╔══

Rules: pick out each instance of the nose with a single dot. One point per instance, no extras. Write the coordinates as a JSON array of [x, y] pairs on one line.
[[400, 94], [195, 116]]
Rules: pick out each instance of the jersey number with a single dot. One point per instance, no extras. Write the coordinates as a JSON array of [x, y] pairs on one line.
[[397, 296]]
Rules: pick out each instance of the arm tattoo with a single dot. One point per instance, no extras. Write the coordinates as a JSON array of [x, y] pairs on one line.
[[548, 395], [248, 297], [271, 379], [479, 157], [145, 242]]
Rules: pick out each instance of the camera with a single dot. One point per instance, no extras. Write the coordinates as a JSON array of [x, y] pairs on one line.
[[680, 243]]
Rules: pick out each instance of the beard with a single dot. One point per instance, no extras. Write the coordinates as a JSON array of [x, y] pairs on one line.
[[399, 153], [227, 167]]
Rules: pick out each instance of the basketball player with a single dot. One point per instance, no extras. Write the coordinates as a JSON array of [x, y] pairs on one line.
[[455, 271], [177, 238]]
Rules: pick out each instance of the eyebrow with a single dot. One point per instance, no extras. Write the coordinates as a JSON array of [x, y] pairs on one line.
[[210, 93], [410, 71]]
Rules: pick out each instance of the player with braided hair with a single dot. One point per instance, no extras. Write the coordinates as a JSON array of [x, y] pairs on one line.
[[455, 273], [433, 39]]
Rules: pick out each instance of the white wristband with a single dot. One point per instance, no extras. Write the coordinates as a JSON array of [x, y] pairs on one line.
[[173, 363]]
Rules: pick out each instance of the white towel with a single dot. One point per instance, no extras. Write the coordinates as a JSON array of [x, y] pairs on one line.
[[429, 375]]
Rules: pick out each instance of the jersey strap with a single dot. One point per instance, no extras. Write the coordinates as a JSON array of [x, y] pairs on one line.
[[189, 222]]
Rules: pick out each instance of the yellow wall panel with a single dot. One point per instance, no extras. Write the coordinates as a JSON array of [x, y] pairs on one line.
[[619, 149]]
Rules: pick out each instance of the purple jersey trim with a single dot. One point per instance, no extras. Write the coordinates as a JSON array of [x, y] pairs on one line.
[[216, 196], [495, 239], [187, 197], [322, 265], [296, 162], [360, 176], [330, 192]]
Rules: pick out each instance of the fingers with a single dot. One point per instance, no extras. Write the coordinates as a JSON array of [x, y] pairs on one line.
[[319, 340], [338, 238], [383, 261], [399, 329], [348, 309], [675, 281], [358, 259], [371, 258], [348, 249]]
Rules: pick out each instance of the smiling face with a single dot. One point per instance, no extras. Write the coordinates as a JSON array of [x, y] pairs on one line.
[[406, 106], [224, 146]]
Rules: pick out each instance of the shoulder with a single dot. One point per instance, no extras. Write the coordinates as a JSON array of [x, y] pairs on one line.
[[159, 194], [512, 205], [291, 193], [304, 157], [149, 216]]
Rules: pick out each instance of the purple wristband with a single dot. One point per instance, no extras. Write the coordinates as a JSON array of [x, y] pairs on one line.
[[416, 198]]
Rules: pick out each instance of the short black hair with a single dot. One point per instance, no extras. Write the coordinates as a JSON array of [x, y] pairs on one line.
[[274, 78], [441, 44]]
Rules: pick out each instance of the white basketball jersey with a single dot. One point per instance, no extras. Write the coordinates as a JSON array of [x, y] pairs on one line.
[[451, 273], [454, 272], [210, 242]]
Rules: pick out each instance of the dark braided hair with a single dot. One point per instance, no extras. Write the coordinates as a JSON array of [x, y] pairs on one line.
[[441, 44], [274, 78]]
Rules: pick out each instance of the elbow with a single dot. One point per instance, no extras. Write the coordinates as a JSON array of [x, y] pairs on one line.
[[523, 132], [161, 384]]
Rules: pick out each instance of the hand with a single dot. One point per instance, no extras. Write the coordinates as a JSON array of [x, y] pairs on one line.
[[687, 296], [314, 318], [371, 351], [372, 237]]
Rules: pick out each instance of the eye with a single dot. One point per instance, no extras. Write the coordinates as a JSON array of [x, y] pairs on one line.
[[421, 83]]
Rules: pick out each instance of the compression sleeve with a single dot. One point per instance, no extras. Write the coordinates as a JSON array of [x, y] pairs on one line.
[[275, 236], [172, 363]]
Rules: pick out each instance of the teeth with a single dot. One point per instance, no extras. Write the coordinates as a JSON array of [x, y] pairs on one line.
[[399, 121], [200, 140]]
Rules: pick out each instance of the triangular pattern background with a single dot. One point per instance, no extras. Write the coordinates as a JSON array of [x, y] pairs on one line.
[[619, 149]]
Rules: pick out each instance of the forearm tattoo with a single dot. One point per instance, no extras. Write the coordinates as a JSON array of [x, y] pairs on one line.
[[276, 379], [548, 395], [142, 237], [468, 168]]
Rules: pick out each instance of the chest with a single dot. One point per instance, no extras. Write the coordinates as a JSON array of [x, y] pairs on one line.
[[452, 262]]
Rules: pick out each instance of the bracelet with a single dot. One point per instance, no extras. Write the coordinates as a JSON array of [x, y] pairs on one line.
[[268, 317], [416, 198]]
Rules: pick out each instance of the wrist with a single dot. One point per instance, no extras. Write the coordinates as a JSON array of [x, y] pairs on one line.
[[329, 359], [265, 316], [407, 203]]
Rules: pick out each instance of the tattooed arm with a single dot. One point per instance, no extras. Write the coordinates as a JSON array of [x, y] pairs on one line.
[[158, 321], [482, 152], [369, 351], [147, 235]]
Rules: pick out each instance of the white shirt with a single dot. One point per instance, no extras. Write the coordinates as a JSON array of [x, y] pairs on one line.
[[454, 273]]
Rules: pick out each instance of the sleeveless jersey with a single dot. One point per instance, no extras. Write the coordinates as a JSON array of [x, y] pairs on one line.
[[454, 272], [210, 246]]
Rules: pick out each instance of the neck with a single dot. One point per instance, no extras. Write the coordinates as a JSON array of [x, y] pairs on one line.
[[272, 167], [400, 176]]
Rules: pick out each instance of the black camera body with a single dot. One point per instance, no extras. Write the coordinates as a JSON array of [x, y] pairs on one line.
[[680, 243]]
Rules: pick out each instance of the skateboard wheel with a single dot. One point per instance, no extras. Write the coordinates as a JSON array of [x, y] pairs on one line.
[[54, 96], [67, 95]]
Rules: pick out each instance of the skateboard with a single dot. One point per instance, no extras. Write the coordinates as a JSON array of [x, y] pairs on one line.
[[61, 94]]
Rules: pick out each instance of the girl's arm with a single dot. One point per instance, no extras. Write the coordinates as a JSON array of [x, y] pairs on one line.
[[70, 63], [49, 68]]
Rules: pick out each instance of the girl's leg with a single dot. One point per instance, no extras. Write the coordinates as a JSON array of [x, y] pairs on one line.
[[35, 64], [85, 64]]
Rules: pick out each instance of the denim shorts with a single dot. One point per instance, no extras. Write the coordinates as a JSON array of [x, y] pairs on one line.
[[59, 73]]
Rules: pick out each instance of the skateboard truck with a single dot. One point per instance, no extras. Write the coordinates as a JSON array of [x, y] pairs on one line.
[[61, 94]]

╚══

Action item: Every record in the material above should be set down exactly.

Exercise solution:
Rules: pick out each instance of the nose with a single dot. One point per instance, no extras. Write the coordinates as a JSON array of [x, y] pairs on one line.
[[400, 94], [195, 116]]
Rules: pick out each instance of the jersey number with a single dot. One point per instance, no extras. Write the coordinates as a JSON array of [x, y] pairs on one line.
[[397, 296]]
Rules: pick out each instance of the arm tattoo with a single dot. One point per instance, no extras. Write the coordinates as a JSON array of [x, y] pairs on one line.
[[548, 395], [248, 297], [271, 379], [479, 157], [145, 242]]
Rules: pick out each instance of the camera with a single dot. One point per instance, no extras. Write the coordinates as a JSON array of [x, y] pairs on one line.
[[680, 243]]
Rules: pick out each instance of the beard with a single dot. One point per instance, no extras. Write the coordinates as a JSON array of [x, y] pairs on one line.
[[399, 153], [227, 167]]
Rules: pick out each instance of the basketball player with a single dot. One point per instance, no extras. Write the coordinates as a JSON array of [x, y] pairs on one line.
[[455, 271], [177, 238]]
Rules: pick out each instance of the eyebrow with a single dot. One point per instance, no extras. Write the coordinates as a JSON array of [x, y] pairs on one line.
[[210, 93], [410, 71]]
Rules: pick out each instance of the player with braided hair with a single dot. One point per instance, no extras. Write the coordinates as a JSON array of [x, y] pairs on one line.
[[455, 273], [433, 39]]
Rules: pick out each instance of the white wristband with a single dot. One point per instance, no extras. Write the coordinates as a JSON array of [x, y] pairs on one line.
[[173, 363]]
Rules: pick out each instance of the white towel with a single dot. One point per instance, no extras. Write the coordinates as a JSON array of [x, y] pairs on one line.
[[429, 375]]
Rules: pick out each instance of the jersey strap with a single dot. One point per instance, no extras. Write the coordinates as a JSON array of [x, y] pairs on one line.
[[189, 222]]
Rules: pick out each instance of the yellow wall panel with a single dot. One point per instance, no extras. Write the coordinates as a JSON array of [x, y] pairs on one line.
[[619, 149]]
Rules: pick out each instance of the purple jersey trim with a single dot. One point per instance, no extras. Write the coordinates as a JSON array of [x, y] pairs on one line.
[[216, 196], [495, 239], [187, 197], [322, 265], [296, 162], [360, 176], [330, 192]]
Rules: pick out each instance of the fingers with a single dot. One point per instance, no extras. Write the coordinates as a JSON array of [x, y] pairs on one line.
[[319, 340], [338, 238], [383, 261], [399, 329], [348, 309], [675, 281], [358, 259], [371, 258], [348, 249]]
Rules: pick out each instance of the smiling face with a single dot. One point per instance, no extras. Write the coordinates as a JSON array of [x, y] pairs on one line.
[[406, 106], [224, 146]]
Rules: pick out each instance of the shoulder with a single dot. One point per instance, no extras. Write the coordinates as a JSON array of [x, y] pairs on one line.
[[159, 194], [512, 205], [291, 193], [304, 157], [149, 216]]
Rules: pick out each instance of the purple wristband with a single dot. One point per instance, no extras. Write the coordinates as a JSON array of [x, y] pairs on one line.
[[416, 198]]
Rules: pick out each instance of the short black hair with a single dot. One point per instance, no extras. Write the coordinates as a JSON array of [x, y] pairs on one line.
[[274, 78], [441, 44]]
Rules: pick out each instance of the white basketball jersey with a single dot. One point per instance, no extras. Write the coordinates as a JSON array of [x, y] pairs on one line.
[[451, 273], [454, 272], [210, 242]]
Rules: pick out each instance of the dark braided hair with a single dot. One point per instance, no extras. Write the coordinates as a JSON array of [x, y] pairs on one line.
[[441, 44], [274, 78]]
Rules: pick out each instance of the elbow with a single dot. One point per instance, no extras. Write the coordinates as a JSON array of [x, y] pairs on one line.
[[523, 132], [161, 384]]
Rules: pick out each instance of the hand with a single dot. One point per instance, no extras. Write the coordinates as a JSON array of [x, y] pairs on one line.
[[687, 296], [314, 318], [371, 351], [372, 237]]
Rules: pick out each instance of the eye with a single dot. One point per instance, no extras. Write the coordinates as a JSON array of [x, y] pairs on one line.
[[421, 83]]
Rules: pick out each instance of the compression sleeve with a single dot. One point per instance, no extras. Write the coordinates as a JSON array of [x, y] pairs on one line.
[[275, 236], [172, 363]]
Rules: pick out each instance of the teeth with a single dot. One point per instance, no extras. Write the coordinates as a JSON array of [x, y] pairs on one line.
[[399, 121], [200, 140]]
Rules: pick out each instance of the triangular pattern background with a single dot. One point per instance, no extras. Write the coordinates as a JSON array of [x, y] pairs on one line.
[[619, 149]]
Rules: pick out each instance of the forearm tattoo with a single dot. One point per instance, no extras. Write the coordinates as a JSON array of [x, y] pairs on one line.
[[276, 379], [548, 395], [142, 237], [468, 168]]
Rules: pick out each instance of the chest with a single dot. One point per instance, no extras. Write the coordinates as a JSON array of [x, y] pairs on one line.
[[452, 262]]
Rules: pick out each instance of the bracelet with a single dot. One point per instance, no extras. Write the coordinates as a JSON array of [x, y] pairs on one line.
[[268, 317], [416, 198]]
Rules: pick out each instance of the wrist with a single dot. One point per instance, no extras. Write the coordinates as a JSON array of [x, y] pairs on one line.
[[329, 359], [265, 316], [407, 203]]
Rules: pick out each instance of the tattooed arm with a single dot. One point per instance, no extras. Write the coordinates as a JSON array of [x, y] pairs on one line.
[[158, 321], [482, 152], [369, 351], [147, 235]]
Rules: pick out each instance of the white shirt with a single dot. One point per instance, no extras. Write the coordinates as a JSON array of [x, y] pairs on one line.
[[454, 273]]
Rules: pick out each instance of the sleeveless jersey with a single dot. One point per instance, no extras. Write the coordinates as a JSON array of [x, y] pairs on one line.
[[454, 272], [210, 246]]
Rules: pick out each instance of the neck with a single dot. One point per instance, no extras. Write the coordinates as a JSON array of [x, y] pairs on one line.
[[272, 167], [400, 176]]
Rules: pick out each instance of the black camera body with a single dot. One point per instance, no extras. Write the coordinates as a JSON array of [x, y] pairs on one line.
[[680, 243]]
Rules: pick out each instance of the skateboard wheel with a single dot. One point per instance, no extras. Write the coordinates as a JSON array of [x, y] pairs on one line.
[[54, 96], [67, 95]]
Rules: pick out each instance of the skateboard with a single dot. One point per instance, no extras. Write the coordinates as a JSON array of [x, y] pairs on one line.
[[61, 94]]
Rules: pick out each instance of the girl's arm with a single dot. One point per instance, no extras. Write the coordinates as a JSON array of [x, y] pairs on one line.
[[70, 63], [49, 68]]
Rules: pick out each instance of the girl's leg with a single dot. One point per instance, no extras. Write the coordinates as a JSON array of [x, y] pairs on one line.
[[35, 64], [85, 64]]
Rules: pick out each instance of the denim shorts with a single dot. One point per instance, no extras. Write the coordinates as a JSON array of [x, y] pairs on one line.
[[59, 73]]
Rules: pick out each instance of the skateboard truck with a single dot. One point per instance, no extras. Write the coordinates as a JSON array of [x, y] pairs on one line.
[[61, 94]]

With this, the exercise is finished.